Gerardo Duran— A Fortunate Man

  • August 29, 2011
  • News

Eight years ago, 37 year-old Gerardo Duran was living the good life in Santiago, Chile. His career was going well, he was in a loving and stable romantic relationship, and he was feeling pretty secure about his future.  But those carefree days came to an abrupt end in December 2003, when he tested positive for HIV at a local health screening.
“It was a very hard time for me,” recalls Gerardo. “I went into shock when I got the news. I knew nothing about HIV, except that I was afraid and confused.”
Gerardo’s medical condition grew much worse. Hospitalized with pneumonia and a severely weakened immune system, doctors told him he needed to begin antiretroviral (ARV) therapy immediately, or risk death. However, in Chile at that time, there was a long waiting list for ARV treatment.  Gerardo simply did not have the time to wait.
Fortunately, one of his good friends in Chile knew someone at AID FOR AIDS International, and assisted Gerardo in making an application to our AIDS Treatment Access Program. Shortly thereafter, he began receiving free recycled ARV medication, HIV counseling and medication monitoring through the program.  After recovering from pneumonia and starting his ARV therapy, Gerardo responded extremely well to the medicine showing little sign of side effects.
Moreover, he had the strong support of his partner, Jorge, who is HIV-negative, and his friends and family. “George was, and still is, my main support,” Gerardo says. “He is very knowledgeable about HIV and is always by my side, accompanying me to all my medical appointments.”

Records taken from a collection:
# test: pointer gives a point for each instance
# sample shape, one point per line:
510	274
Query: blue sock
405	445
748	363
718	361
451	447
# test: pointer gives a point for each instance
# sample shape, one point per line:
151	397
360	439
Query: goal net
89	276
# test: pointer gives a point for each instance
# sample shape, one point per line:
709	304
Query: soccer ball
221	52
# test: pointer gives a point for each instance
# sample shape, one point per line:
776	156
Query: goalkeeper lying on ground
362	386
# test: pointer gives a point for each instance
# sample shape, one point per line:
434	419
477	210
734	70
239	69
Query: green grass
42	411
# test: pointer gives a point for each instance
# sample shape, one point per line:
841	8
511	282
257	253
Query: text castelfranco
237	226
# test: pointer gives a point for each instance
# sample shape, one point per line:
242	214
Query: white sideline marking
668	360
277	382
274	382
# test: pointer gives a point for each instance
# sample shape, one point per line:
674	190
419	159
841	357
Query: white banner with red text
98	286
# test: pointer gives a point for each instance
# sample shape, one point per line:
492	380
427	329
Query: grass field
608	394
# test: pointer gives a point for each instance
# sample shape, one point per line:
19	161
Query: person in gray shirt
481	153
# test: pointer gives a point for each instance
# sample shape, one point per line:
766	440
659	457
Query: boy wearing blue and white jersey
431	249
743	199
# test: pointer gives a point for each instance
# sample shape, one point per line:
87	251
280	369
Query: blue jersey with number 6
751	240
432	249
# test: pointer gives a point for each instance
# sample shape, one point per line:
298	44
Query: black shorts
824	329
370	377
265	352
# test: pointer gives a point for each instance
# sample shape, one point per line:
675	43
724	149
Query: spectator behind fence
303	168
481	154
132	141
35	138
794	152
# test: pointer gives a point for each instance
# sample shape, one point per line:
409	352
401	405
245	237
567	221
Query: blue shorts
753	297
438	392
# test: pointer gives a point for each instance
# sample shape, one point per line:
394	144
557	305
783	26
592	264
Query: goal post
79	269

◆ Actions to take ◆
1. In the profile of Gerardo Duran, when did he test positive for HIV?
2. Summarize the profile of Gerardo Duran in two sentences.
3. Write out everything in the profile of Gerardo Duran from "Gerardo Duran— A" down to "local health screening.".

◆ Outputs by task ◆
1. He tested positive in December 2003, at a local health screening.

2. Gerardo Duran was living a secure life in Santiago, Chile, when he tested positive for HIV in December 2003, and he was soon hospitalized with pneumonia but faced a long waiting list for antiretroviral treatment. Through a friend, he applied to AID FOR AIDS International's AIDS Treatment Access Program, which gave him free recycled ARV medication, counseling and monitoring, and he responded very well to the therapy with the strong support of his partner, Jorge, and his friends and family.

3.
Gerardo Duran— A Fortunate Man

  • August 29, 2011
  • News

Eight years ago, 37 year-old Gerardo Duran was living the good life in Santiago, Chile. His career was going well, he was in a loving and stable romantic relationship, and he was feeling pretty secure about his future.  But those carefree days came to an abrupt end in December 2003, when he tested positive for HIV at a local health screening.